→ Instruction 1:
Repeat word for word the part of the tetration code post that opens with the words containing "return(PointEvaluate(v, A, z" and closes with "update those arrays?".
→ Instruction 2:
In the tetration code post, what restriction does the comment above the Simpson's rule routine place on the number of nodes?
→ Instruction 3:
Please turn the paragraph of the tetration code post beginning "My questions on this are" into a short bulleted list that keeps its main points.

→ Passage provided:
MakeApprox(N, A) = {
            local(v=vector(N));
            local(dx=GetDelta(N,-A,A));
            local(ix=-A);
            for(i=1,N,
                ix = -A + ((i-1)*dx);\
                v[i] = tetapprox(ix);\
               );
            return(v);
}

/* Simpson's rule numerical integration of function given at N equidistant nodes from z1 to z2 in vector v */
/* Odd number of nodes only! */
Twiddle(n, N) = if(n == 1 || n == N, 1, if(n%2 == 1, 2, 4));
SimpIntegrateArr(z1, z2, v) = {
            local(N=matsize(v)[2]);
            local(dz=GetDelta(N, z1, z2));
            return((1/3)*dz*sum(k=1,N,Twiddle(k, N)*v[k]));
}

/* Do Cauchy integral using values of function along z1...z2 in v for point a */
CauchyIntegrateArr(z1, z2, v, a) = {
            local(N=matsize(v)[2]);
            local(dz=GetDelta(N, z1, z2));
            local(vp=v);
            local(zi=z1);
            for(i=1,N,\
                zi = z1+((i-1)*dz);\
                vp[i] = vp[i]/(zi - a););
            return(1/(2*Pi*I)*SimpIntegrateArr(z1, z2, vp));
}

/* Do "Cauchy integral" of a constant function K from z0...z1 with parameter a. */
CauchyIntegralConst(K, z0, z1, a) = (K/(2*Pi*I))*(log(z1 - a) - log(z0 - a));

/* Do an iteration over a vector v representing values of tetration from -iA to +iA */
OneIteration(v, A) = {
            local(N=matsize(v)[2]);
            local(newv = v);
            local(expv = exp(v));
            local(logv = log(v));
            local(zi=-I*A);
            local(dz=GetDelta(N,-I*A,I*A));
            local(I1=0);
            local(I2=0);
            local(I3=0);
            local(I4=0);
            for(i=2,N-1,
                zi = -I*A + (i-1)*dz;
                I1 = CauchyIntegrateArr(1-I*A, 1+I*A, expv, zi);
                I2 = CauchyIntegralConst(L, 1+I*A, -1+I*A, zi);
                I3 = -CauchyIntegrateArr(-1-I*A, -1+I*A, logv, zi);
                I4 = CauchyIntegralConst(conj(L), -1-I*A, 1-I*A, zi);
                newv[i] = I1+I2+I3+I4);
            return(newv);
}

/* Do a normalized iteration (requires odd number of nodes) */
OneIterationNrml(v, A) = {
            local(N=matsize(v)[2]);
            local(newv = OneIteration(v, A));
            return(newv/newv[(N-1)/2+1]);
}

/* Recover value at a point from Cauchy integral and values on imag axis */
PointEvaluate(v, A, a) = {
            local(N=matsize(v)[2]);
            local(expv = exp(v));
            local(logv = log(v));
            local(I1=0);
            local(I2=0);
            local(I3=0);
            local(I4=0);
            I1 = CauchyIntegrateArr(1-I*A, 1+I*A, expv, a);
            I2 = CauchyIntegralConst(L, 1+I*A, -1+I*A, a);
            I3 = -CauchyIntegrateArr(-1-I*A, -1+I*A, logv, a);
            I4 = CauchyIntegralConst(conj(L), -1-I*A, 1-I*A, a);
            return(I1+I2+I3+I4);
}

/* Find where function approximated by v has value 1 */
FindBias(v, A) = {
            local(r=0);
            local(diff=0);
            for(i=1,32,
                diff = (PointEvaluate(v, A, r + 1e-12) - PointEvaluate(v, A, r))/(1e-12);\
                r=r-((PointEvaluate(v, A, r) - 1)/diff));
            return(r);
}

/* Compute residual of an approximation given by imag axis values & Cauchy integral */
Residual(v, A, bias) = log(PointEvaluate(v, A, 0.5 + bias)) - PointEvaluate(v, A, -0.5 + bias);

/* Do general tetration */
Tetrate(v, A, bias, z) = {
            if(real(z) < -0.5, return(log(Tetrate(v, A, bias, z+1))));
            if(real(z) > 0.5, return(exp(Tetrate(v, A, bias, z-1))));  

            return(PointEvaluate(v, A, z + bias));
}

My questions on this are: Can this also be used for the imaginary-periodic bases \( 1 < b < e^{1/e} \)? I heard here something about incorporating the values along the real axis and its periodic offset (or presumably any 2 axes separated by 1 period), but what contour does one use to update those arrays?

Recorded data
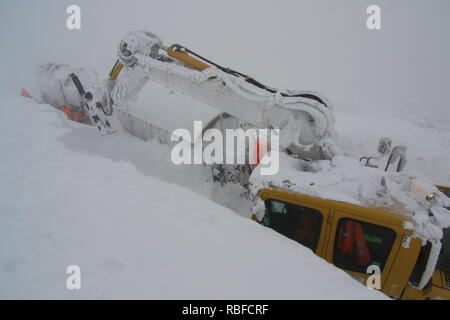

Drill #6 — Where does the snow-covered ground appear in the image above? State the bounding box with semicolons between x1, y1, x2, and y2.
0;97;385;299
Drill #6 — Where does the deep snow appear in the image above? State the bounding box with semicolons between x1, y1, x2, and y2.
0;98;384;299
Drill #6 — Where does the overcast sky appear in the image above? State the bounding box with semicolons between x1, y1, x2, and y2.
0;0;450;121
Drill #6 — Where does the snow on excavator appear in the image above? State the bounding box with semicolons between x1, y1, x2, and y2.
30;31;450;299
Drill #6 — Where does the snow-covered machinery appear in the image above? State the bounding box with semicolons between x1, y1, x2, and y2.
32;31;450;298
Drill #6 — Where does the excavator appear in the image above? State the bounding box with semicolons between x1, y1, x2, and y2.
29;31;450;299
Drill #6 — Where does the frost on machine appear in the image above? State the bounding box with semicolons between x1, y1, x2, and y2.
29;31;450;298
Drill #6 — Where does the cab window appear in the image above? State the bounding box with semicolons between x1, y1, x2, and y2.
333;218;396;273
263;200;323;252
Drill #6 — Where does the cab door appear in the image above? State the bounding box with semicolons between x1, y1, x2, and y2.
262;194;331;257
325;210;404;288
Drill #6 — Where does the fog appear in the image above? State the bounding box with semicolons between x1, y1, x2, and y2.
0;0;450;121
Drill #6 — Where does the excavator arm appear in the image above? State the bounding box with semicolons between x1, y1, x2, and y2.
34;31;341;160
110;31;340;159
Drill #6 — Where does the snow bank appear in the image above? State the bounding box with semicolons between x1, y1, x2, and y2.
0;98;384;299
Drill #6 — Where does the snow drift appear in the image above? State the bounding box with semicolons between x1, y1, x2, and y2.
0;98;384;299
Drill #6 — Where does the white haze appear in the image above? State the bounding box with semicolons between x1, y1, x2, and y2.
0;0;450;121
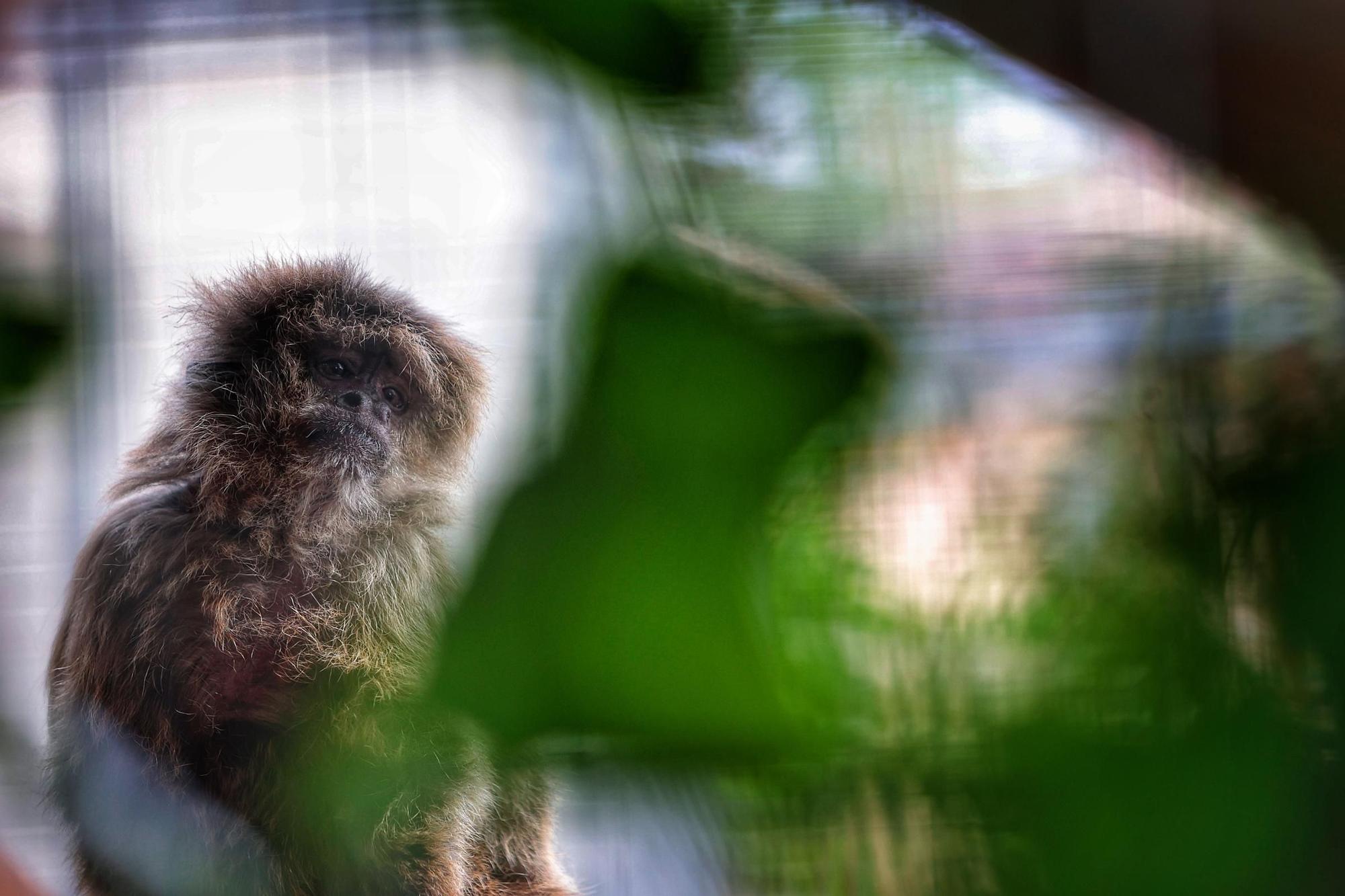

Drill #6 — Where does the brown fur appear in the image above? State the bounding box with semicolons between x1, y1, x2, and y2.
50;258;572;896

→ Task solution 1:
return(PointEvaluate(v, A, z + bias));
}

My questions on this are: Can this also be used for the imaginary-periodic bases \( 1 < b < e^{1/e} \)? I heard here something about incorporating the values along the real axis and its periodic offset (or presumably any 2 axes separated by 1 period), but what contour does one use to update those arrays?

→ Task solution 2:
Only an odd number of nodes may be used.

→ Task solution 3:
- Can this approach also be used for the imaginary-periodic bases 1 < b < e^(1/e)?
- One suggestion is to incorporate the values along the real axis and its periodic offset (or presumably any two axes one period apart). What contour is used to update those arrays?